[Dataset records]
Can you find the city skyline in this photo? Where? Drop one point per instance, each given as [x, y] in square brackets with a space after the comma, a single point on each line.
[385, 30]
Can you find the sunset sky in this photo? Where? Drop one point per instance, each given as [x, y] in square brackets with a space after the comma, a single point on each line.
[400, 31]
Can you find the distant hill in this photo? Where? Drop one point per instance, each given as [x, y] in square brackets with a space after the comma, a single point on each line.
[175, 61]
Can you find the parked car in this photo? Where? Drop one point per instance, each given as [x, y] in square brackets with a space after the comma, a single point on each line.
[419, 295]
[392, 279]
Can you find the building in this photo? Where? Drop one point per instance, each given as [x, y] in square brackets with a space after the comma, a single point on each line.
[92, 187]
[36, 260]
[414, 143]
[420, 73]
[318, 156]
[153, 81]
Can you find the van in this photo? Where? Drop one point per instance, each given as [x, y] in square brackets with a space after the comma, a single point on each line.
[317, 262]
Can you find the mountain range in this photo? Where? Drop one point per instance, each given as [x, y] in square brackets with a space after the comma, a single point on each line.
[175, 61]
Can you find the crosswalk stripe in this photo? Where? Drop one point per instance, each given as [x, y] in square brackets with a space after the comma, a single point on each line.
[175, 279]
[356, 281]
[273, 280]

## Task:
Each line of the data is to be retyped exactly as shown.

## Answer area:
Can you find the city skyline in this photo? Where? Drop one point per instance, each given as [x, y] in square brackets with a space after the comma, a single point on each line.
[385, 30]
Can you find the sunset sky in this photo? Where? Drop one point per instance, each given as [x, y] in square brackets with a space after the comma, a single point on each line.
[400, 31]
Can you find the distant hill in this photo? Where? Drop one point per instance, each given as [x, y] in square brackets with a space after the comma, a single point on each line.
[175, 61]
Can you find the parked car in this photo? Where? Drop one point per instance, each given as [x, y] in square brackets with a space after the comma, a single point on each line.
[419, 295]
[392, 279]
Can you find the building in this photo? Where? Drop one point per instance, each given as [x, y] in square brackets with a space after the comma, a single point on each line.
[92, 187]
[36, 260]
[414, 143]
[420, 73]
[318, 156]
[153, 81]
Can you find the van in this photo? Where? Drop one point per instance, each given as [x, y] in square brackets with a space after the comma, a single point on each line.
[317, 262]
Can you find the mountain range in this photo? Where? Drop one point per instance, each given as [x, y] in square brackets with a space after the comma, a single point on each line.
[175, 61]
Can you find the crosswalk stripe in this photo? Where? Drop one point per instance, each given as [x, y] in square brackets with a space after the comma, a single point on each line.
[175, 279]
[356, 281]
[273, 280]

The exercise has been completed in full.